TEXT SEGMENT
Basma and me outside her cave in Petra, Jordan

We left Basma and Odah’s donkey behind and began the journey down, Odah taking my hand to help me over the loose, slippery rocks. After we said good-bye at the bottom, I stood watching him climbing back up the mountain when he stopped, turned and looked back down at me. I like you, he said, his soft voice carrying easily over the rocks. I like you too, I said loudly so he would be sure to hear. Thrilled that this very cute Bedouin had said that, no matter what his definition of like might be, I turned and began to hurry back to my guide, as Odah climbed up the mountain to his cave and a world previously unimaginable to me.

My trip to Jordan was sponsored by the Jordan Tourism Board, but all opinions are honestly my own.

16 Comments Post a Comment
  1. Wow, what a great story! Thanks for sharing! I will be in Jordan in April and am sooo excited.

  2. Sabina says:

    Thank you, Susan! This was one of the most incredible experiences of my life.

  3. Arab/Muslim hospitality is wonderful. What a great experience you had! I lived in Palestine for almost two years and the people were lovely.

    As late as the 1950s people in southern Armenia still lived in caves. I saw the caves and they seemed to me just about inaccessible, which was for protection I was told.

  4. Sabina says:

    The hospitality I find in the Arab world is just unparalleled. I love it. I’ve been told by more than one very reliable source that people aren’t living in caves in Petra anymore, at least not full time. I do think Odah and Basma live there some of the time, though, and maybe would move in full time if they could. I loved my time with them!!

  5. Gray says:

    Wow, what a fantastic experience, Sabina! Very cool.

  6. Sabina says:

    One of the coolest in my life, Gray:)

  7. jan says:

    What a wonderful experience. Maybe your guide really thought the caves were uninhabited, or maybe he felt it was not dignified enough so he said they didn’t.

  8. Sabina says:

    It really was, Jan. I’m thinking those who dwell in the caves do so only part time and maybe illegally and that’s the reason for the discrepancy in what my guide told me versus what I found on my own.

SUPPLIED ENTRIES
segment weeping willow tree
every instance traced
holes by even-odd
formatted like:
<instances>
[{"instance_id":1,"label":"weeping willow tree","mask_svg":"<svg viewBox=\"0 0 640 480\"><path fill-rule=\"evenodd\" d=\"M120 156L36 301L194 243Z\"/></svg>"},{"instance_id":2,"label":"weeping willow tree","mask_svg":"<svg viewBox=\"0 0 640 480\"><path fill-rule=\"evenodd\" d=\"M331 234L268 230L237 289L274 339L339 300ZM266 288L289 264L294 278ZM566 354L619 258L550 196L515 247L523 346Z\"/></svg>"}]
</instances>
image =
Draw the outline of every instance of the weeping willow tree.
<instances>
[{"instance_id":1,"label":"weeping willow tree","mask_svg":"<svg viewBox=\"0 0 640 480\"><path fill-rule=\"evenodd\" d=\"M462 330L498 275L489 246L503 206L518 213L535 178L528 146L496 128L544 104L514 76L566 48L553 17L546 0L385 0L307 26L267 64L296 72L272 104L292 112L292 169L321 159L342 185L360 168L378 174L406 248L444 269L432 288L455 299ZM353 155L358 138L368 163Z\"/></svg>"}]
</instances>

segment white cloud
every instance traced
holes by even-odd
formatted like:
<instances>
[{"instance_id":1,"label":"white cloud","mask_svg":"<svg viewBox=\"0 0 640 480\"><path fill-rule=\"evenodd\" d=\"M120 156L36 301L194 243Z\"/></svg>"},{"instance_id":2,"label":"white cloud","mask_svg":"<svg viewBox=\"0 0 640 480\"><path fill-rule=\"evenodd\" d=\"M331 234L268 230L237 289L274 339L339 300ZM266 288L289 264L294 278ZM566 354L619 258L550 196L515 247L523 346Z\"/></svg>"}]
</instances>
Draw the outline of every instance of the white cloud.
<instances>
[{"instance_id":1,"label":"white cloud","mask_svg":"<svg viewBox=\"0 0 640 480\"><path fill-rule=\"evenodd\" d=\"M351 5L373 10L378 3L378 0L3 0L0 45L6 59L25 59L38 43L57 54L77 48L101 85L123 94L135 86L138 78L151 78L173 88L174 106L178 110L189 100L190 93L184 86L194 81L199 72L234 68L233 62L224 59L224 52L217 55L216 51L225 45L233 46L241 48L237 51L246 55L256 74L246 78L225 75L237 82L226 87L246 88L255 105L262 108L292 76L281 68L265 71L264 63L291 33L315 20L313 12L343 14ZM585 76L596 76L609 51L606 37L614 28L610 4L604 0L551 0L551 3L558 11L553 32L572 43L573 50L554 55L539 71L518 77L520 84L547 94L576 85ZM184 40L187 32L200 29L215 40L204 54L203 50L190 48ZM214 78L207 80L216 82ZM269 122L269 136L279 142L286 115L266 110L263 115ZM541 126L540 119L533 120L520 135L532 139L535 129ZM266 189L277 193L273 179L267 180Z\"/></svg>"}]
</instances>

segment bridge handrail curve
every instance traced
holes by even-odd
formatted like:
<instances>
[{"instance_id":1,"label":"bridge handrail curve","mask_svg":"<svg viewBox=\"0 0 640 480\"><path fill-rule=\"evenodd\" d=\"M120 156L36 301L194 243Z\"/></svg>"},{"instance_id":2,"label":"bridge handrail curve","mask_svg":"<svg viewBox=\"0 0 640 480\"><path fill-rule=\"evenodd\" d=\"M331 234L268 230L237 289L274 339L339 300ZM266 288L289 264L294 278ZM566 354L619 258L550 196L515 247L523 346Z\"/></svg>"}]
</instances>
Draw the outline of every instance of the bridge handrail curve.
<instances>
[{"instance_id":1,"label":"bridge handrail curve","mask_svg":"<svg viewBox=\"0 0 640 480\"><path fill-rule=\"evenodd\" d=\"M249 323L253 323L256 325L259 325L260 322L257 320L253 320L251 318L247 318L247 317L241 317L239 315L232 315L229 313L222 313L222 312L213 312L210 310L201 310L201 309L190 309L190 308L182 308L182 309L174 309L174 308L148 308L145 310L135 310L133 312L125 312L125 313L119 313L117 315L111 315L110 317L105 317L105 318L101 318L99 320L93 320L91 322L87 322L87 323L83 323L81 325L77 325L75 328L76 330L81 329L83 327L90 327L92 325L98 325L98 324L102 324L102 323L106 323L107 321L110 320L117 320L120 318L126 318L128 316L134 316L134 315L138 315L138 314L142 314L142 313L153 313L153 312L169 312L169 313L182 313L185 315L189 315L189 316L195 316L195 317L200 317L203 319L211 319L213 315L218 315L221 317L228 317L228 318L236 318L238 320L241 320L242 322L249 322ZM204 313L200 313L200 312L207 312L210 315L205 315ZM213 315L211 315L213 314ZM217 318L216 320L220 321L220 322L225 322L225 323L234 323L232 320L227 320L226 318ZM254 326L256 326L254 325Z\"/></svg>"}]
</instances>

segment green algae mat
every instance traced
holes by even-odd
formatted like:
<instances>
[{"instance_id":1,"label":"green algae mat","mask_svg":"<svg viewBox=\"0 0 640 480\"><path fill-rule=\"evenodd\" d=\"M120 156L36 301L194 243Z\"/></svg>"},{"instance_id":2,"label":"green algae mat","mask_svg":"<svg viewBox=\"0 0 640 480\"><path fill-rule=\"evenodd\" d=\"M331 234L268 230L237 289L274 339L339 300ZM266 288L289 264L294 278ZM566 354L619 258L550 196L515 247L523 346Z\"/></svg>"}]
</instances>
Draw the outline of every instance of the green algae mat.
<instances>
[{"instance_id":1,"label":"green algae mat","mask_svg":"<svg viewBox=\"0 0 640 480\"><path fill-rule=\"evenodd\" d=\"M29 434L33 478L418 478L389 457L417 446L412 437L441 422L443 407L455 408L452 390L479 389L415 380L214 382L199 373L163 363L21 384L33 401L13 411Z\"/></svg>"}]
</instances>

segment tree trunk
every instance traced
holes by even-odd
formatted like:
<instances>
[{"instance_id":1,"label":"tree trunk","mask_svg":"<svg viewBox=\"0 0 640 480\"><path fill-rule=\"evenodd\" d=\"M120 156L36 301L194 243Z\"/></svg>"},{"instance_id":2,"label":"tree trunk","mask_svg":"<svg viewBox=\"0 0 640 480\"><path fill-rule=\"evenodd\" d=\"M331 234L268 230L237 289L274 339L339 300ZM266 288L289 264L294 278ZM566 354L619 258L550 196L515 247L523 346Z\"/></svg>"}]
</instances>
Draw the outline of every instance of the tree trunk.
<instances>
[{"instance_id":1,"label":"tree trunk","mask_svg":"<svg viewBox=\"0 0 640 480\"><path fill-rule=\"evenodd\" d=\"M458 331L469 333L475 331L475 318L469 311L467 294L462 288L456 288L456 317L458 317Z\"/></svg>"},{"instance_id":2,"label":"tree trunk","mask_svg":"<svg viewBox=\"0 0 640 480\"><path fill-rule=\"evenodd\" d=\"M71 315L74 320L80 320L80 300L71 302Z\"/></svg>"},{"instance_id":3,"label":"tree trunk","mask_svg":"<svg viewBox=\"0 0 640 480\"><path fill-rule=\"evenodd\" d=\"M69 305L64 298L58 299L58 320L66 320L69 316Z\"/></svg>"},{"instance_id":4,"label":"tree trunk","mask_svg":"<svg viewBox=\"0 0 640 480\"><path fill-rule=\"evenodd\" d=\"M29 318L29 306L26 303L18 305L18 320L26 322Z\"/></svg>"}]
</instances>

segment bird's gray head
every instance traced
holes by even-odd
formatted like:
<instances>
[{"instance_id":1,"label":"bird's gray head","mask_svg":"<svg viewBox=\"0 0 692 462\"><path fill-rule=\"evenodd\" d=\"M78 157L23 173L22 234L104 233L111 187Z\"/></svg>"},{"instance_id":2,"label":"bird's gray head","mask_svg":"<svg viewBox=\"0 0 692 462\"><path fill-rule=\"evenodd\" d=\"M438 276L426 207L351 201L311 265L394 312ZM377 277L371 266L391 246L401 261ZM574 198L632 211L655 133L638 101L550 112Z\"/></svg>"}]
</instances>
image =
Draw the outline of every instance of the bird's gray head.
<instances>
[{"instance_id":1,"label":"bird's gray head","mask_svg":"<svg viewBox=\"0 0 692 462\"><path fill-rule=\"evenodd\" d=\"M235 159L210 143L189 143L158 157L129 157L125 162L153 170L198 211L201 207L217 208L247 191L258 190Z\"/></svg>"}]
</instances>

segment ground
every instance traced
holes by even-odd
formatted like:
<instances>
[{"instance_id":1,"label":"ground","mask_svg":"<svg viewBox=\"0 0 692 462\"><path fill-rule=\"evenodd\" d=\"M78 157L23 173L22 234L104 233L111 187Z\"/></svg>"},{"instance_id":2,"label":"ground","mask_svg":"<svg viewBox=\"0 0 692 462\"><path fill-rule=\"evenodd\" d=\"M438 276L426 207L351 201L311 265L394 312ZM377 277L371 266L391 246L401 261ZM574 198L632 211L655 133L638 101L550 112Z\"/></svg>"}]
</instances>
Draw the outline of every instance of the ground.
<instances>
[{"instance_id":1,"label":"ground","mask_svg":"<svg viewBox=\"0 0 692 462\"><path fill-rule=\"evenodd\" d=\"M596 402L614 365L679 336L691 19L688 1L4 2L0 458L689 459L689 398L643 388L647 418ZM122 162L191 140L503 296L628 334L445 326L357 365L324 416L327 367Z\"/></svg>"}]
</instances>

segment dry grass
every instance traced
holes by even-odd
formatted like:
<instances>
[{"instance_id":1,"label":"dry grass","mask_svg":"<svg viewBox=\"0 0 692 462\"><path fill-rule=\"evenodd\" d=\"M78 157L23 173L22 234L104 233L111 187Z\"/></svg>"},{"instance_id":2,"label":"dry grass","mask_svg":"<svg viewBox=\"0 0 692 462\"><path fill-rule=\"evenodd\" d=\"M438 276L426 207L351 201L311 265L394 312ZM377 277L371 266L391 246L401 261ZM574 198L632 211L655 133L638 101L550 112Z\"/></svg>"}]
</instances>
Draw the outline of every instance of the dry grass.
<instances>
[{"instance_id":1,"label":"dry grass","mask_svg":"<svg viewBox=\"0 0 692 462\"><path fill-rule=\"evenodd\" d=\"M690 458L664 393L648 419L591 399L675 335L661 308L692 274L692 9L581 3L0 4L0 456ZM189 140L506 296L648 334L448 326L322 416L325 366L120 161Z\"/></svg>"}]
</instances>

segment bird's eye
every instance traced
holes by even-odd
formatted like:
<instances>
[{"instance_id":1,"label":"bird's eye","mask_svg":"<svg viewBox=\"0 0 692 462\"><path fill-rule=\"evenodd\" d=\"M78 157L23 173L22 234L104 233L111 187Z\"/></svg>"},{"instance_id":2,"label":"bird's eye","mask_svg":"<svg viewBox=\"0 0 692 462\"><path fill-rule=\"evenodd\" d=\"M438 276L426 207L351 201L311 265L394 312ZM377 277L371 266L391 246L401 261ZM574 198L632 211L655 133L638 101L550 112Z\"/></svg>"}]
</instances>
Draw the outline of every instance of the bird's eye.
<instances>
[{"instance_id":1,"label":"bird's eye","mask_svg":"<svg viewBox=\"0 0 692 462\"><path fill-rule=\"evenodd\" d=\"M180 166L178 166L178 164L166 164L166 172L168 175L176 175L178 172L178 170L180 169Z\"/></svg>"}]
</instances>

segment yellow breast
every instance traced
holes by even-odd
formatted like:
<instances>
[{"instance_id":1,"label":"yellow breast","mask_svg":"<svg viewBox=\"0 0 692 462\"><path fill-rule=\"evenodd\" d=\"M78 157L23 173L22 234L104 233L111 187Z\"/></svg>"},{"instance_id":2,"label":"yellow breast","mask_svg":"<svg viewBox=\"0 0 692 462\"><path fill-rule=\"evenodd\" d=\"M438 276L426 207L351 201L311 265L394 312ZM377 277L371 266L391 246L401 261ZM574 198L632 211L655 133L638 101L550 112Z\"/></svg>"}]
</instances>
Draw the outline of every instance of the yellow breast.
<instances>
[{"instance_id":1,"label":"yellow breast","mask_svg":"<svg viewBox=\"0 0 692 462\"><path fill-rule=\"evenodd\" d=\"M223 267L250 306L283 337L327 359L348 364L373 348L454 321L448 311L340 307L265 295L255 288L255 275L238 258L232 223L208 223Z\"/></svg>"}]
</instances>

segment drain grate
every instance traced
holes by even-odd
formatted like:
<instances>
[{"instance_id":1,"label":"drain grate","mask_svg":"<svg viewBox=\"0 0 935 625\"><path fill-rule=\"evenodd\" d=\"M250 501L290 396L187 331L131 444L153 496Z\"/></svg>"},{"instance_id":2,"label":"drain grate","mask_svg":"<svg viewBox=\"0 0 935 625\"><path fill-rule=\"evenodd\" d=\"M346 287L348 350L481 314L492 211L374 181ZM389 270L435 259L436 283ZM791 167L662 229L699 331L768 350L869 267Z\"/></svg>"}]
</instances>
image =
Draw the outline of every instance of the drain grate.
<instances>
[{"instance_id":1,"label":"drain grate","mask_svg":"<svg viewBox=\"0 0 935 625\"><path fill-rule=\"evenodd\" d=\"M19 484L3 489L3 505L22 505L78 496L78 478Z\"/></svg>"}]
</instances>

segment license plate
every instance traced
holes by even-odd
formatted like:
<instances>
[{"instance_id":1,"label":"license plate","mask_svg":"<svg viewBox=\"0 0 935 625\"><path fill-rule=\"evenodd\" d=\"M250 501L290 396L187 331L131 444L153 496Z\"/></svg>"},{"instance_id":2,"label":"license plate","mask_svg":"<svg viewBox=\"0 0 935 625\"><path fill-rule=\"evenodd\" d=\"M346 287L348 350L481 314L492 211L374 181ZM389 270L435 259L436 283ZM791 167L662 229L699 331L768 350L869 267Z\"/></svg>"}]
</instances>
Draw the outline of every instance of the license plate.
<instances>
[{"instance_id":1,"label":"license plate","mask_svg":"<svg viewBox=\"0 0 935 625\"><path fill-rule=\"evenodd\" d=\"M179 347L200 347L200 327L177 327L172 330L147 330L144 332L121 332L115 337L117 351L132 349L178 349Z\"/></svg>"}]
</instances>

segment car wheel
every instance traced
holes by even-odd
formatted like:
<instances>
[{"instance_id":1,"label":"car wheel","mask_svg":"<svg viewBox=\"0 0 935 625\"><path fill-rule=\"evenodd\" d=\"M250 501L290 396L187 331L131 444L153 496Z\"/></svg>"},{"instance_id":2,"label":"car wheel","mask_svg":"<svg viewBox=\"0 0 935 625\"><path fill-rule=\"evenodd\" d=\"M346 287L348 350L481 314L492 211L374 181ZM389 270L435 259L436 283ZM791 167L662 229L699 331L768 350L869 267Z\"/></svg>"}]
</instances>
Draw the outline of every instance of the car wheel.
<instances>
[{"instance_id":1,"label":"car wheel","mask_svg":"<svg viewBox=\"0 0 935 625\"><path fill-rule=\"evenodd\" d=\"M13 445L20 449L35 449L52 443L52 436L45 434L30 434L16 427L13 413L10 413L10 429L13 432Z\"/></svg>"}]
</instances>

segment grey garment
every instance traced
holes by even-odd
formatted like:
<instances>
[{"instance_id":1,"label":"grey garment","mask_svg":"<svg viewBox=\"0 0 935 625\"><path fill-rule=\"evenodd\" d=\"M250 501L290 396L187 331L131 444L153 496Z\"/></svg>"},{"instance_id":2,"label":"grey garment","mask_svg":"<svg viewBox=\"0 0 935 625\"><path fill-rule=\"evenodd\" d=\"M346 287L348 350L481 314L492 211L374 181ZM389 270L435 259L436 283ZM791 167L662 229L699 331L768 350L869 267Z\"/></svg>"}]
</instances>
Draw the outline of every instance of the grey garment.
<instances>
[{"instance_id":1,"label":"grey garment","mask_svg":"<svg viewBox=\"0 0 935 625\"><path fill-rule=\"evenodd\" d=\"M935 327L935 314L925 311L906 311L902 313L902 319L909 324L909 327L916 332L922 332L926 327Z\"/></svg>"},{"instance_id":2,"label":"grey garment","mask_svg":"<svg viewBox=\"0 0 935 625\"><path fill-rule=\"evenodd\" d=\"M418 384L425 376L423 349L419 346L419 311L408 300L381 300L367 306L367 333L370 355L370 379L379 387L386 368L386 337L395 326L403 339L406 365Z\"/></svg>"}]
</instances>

ACTIVITY 1
Answer these about the text on Petra, Jordan:
(a) Who sponsored the writer's trip to Jordan?
(b) Where did one commenter say people still lived in caves as late as the 1950s?
(c) What did Odah say after he stopped and looked back down the mountain?
ACTIVITY 2
Carry on the text about Petra and its comment thread, starting after its last line.

EXERCISE RESPONSE 1
(a) The Jordan Tourism Board.
(b) In southern Armenia.
(c) "I like you."

EXERCISE RESPONSE 2
  9. Steve says:

    This would be such a great experience. I’ve seen some people living in some odd places, but I can’t say that I know anyone who lives in a cave. I’ve been to many caves before too, but I’m pretty sure no one lived there.

    That’s great that they would invite you in like that and share in some tea. You have to love hospitality like that.

  10. Sabina says:

    Steve, it was the most interesting Arab hospitality experience ever!

  11. This is fascinating, and I love how he said, I have everything I need. So different from the capitalist standpoint. I wonder how they warm up in winter.

  12. Atef says:

    in Petra their is around 20 families lives in caves

  13. Sabina says:

    Ayelet – I know! We really don’t need as much as we think we do. Maybe in the winter they move back into town.

  14. Sabina says:

    That is so cool! Thank you for letting me know, Atef.

  15. Nick says:

    I was in Petra on the 23rd May 2012 (second visit) on my own this time and bumped into some young men having tea and following a sit down (and tea) was invited by one to be shown some carvings and parts of Petra I had not seen before. All three said they were cave dwellers in Petra and that there were about 20 families living there. I was fortunate enough to be invited to see one of their homes and it was truely lovely. The hospitality of these young men was delightful and not at all threatening. I hope to meet up with my guide when I go back in September to be shown more of the hidden beauties of Petra. It was one of the highlights of this trip and I am so grateful that I took the opportunity to get to know them better.

  16. Sabina says:

    Hi Nick – that is an incredible story! I too found the cave dwellers I met in Petra to be hospitable and not at all threatening. I hope you’ll be able to find these people again when you return in September. I’m sure they’ll remember you. I’d like to go back to Petra myself and see more of the cave life.